=== PETITE TÂCHE ===
Donnez sous forme de liste numérotée les lignes du relevé, de celle qui contient « For the shot-chart build, locate every instance of the white » jusqu'à celle qui contient « x=207, y=145 », celle-ci comprise, sans les lignes vides.

=== DONNÉES FOURNIES ===
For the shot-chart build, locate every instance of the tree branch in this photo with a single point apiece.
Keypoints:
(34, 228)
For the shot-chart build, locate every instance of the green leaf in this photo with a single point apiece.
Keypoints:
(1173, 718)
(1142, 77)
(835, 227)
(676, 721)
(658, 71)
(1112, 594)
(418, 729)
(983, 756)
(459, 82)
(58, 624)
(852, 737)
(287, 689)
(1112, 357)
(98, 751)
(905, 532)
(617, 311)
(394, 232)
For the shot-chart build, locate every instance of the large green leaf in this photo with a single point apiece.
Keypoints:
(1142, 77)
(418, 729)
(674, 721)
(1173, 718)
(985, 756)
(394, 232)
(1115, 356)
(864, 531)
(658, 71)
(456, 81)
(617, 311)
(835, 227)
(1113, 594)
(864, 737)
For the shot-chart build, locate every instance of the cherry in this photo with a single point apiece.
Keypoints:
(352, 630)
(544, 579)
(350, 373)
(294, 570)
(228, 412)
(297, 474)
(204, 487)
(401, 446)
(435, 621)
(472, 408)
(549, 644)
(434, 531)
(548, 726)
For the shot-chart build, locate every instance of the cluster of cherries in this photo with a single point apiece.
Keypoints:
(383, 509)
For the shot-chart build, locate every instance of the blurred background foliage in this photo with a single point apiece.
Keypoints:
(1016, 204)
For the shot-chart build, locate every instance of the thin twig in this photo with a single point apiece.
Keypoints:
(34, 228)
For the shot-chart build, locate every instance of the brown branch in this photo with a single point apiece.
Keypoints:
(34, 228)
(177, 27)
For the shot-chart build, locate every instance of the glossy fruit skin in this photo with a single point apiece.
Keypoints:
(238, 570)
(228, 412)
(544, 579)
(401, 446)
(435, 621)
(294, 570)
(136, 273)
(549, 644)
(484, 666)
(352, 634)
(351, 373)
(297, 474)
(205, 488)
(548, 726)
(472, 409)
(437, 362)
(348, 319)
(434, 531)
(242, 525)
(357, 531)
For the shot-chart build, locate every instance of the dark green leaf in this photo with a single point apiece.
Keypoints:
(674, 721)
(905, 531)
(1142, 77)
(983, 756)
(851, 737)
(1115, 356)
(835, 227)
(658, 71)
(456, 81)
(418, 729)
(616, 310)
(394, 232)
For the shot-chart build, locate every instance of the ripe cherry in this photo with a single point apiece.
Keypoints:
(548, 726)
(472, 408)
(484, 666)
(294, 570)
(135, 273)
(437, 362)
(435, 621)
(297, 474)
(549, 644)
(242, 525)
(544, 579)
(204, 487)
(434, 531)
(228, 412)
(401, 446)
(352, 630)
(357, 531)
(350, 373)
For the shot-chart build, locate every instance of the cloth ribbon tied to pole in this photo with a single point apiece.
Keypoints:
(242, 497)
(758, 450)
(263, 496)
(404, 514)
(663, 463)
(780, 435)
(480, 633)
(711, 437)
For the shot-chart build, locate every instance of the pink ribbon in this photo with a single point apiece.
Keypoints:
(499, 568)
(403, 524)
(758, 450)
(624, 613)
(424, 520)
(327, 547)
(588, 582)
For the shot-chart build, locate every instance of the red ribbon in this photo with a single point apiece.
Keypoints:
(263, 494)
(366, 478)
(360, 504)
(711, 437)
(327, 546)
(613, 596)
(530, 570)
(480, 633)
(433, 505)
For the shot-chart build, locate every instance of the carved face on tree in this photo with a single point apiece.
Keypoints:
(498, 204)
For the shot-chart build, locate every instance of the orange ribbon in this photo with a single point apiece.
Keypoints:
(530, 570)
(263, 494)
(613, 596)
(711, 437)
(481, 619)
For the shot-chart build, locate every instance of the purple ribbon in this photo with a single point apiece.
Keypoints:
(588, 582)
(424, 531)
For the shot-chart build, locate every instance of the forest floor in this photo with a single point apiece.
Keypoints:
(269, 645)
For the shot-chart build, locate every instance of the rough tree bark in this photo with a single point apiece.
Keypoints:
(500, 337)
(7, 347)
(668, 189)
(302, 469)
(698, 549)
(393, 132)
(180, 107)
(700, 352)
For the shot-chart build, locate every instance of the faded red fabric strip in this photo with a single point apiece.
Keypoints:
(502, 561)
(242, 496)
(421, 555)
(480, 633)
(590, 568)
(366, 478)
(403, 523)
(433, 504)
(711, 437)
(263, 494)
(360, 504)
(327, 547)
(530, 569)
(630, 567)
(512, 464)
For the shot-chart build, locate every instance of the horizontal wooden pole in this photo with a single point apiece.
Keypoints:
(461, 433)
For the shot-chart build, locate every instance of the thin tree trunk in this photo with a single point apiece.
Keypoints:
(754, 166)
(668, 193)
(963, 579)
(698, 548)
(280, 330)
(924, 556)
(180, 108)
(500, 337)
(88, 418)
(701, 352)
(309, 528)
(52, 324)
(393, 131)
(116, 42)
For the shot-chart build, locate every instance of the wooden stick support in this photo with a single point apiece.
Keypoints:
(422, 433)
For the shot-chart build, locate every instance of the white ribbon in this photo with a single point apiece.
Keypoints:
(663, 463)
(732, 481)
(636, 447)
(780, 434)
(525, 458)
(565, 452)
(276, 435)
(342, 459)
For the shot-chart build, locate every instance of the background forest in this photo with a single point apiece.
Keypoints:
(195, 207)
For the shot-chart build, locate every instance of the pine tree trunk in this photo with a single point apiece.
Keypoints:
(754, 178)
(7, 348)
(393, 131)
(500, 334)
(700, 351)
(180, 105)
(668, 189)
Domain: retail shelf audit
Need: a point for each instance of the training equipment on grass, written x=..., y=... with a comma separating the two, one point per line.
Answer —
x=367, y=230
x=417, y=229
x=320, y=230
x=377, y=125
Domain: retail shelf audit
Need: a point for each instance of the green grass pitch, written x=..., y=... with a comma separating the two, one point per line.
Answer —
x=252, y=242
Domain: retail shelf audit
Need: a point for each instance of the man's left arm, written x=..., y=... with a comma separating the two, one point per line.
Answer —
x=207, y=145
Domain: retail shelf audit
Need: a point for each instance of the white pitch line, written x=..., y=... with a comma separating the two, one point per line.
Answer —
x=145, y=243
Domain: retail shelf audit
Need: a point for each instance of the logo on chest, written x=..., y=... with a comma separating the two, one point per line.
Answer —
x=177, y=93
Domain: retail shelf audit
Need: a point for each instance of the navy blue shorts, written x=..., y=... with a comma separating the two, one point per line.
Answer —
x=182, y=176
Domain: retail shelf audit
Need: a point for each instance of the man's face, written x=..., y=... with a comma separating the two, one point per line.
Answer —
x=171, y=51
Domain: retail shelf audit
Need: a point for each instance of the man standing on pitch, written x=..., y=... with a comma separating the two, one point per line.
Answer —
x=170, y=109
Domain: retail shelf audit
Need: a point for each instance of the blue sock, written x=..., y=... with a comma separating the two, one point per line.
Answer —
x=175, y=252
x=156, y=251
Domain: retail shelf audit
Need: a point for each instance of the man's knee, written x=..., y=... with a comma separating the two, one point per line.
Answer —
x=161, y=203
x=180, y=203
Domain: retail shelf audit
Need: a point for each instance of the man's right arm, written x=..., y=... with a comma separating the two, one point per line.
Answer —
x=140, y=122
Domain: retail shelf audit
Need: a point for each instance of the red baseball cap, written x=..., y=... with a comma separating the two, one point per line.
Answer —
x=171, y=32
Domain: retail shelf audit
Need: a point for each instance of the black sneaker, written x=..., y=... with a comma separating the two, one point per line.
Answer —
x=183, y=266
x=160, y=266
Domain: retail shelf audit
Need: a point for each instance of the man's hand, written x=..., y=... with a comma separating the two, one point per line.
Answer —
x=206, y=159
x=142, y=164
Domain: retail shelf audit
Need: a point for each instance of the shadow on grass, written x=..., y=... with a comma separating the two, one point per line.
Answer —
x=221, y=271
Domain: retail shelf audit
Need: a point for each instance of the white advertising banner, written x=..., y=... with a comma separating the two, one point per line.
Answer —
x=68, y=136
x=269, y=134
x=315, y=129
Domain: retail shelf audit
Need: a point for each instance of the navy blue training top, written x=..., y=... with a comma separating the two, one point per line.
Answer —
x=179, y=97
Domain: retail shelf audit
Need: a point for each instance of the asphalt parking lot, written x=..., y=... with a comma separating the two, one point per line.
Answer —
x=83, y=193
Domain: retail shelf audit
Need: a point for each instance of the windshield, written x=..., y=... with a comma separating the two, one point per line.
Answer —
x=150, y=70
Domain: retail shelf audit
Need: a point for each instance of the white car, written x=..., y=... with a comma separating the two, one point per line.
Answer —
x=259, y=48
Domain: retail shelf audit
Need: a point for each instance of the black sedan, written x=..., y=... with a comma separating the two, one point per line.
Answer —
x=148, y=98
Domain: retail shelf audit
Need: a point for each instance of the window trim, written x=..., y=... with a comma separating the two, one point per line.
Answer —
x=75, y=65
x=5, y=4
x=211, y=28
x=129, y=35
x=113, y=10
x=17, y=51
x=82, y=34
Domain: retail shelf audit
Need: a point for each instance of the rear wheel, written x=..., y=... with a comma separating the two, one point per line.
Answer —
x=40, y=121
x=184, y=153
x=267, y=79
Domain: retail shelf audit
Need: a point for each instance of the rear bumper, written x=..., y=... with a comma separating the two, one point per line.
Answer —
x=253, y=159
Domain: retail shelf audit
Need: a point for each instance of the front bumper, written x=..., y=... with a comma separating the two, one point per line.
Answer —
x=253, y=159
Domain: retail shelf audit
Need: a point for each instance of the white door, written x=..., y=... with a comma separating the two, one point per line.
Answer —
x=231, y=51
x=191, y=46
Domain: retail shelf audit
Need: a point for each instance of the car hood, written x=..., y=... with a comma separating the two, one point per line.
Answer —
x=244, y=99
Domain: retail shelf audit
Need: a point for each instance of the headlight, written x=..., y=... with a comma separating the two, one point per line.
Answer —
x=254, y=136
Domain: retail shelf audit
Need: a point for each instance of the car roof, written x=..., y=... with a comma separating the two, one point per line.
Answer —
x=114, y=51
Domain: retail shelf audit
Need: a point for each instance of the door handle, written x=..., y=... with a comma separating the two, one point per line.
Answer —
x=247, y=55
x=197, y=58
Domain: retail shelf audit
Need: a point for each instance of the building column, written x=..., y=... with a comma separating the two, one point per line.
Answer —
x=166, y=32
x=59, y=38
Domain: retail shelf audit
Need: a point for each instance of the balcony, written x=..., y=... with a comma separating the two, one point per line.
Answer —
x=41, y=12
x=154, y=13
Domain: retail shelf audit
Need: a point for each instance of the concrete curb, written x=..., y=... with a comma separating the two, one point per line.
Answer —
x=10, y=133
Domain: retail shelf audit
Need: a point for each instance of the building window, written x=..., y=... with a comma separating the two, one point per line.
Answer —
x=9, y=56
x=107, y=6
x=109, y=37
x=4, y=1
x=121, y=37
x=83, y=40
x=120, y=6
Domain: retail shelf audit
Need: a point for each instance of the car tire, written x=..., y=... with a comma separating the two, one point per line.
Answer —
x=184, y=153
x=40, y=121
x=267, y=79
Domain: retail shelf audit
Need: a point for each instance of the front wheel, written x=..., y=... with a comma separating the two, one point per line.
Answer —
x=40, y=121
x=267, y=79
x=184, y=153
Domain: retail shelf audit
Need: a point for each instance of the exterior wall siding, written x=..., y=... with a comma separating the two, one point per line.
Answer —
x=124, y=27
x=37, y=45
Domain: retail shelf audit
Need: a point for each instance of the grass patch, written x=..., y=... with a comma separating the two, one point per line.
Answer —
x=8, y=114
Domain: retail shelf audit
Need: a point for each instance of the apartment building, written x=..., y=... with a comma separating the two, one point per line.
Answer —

=== RÉPONSE CI-DESSOUS ===
1. For the shot-chart build, locate every instance of the white ribbon in this photo with a single point apiece.
2. Keypoints:
3. (663, 463)
4. (732, 481)
5. (636, 447)
6. (780, 434)
7. (525, 458)
8. (565, 452)
9. (276, 435)
10. (342, 459)
11. For the shot-chart build, locate every instance of the background forest in this photo with a single point apiece.
12. Keypoints:
13. (195, 207)
14. For the shot-chart build, locate every instance of the pine tree trunk in this photo with a single point apiece.
15. Keypoints:
16. (754, 178)
17. (7, 348)
18. (393, 131)
19. (500, 334)
20. (700, 351)
21. (180, 105)
22. (668, 189)
23. Domain: retail shelf audit
24. Need: a point for each instance of the training equipment on grass, written x=..., y=... with a comma separating the two, one point per line.
25. Answer —
26. x=367, y=230
27. x=417, y=229
28. x=320, y=230
29. x=377, y=125
30. Domain: retail shelf audit
31. Need: a point for each instance of the green grass pitch, written x=..., y=... with a comma separating the two, one point per line.
32. Answer —
33. x=252, y=242
34. Domain: retail shelf audit
35. Need: a point for each instance of the man's left arm, written x=..., y=... with a comma separating the two, one point per line.
36. Answer —
37. x=207, y=145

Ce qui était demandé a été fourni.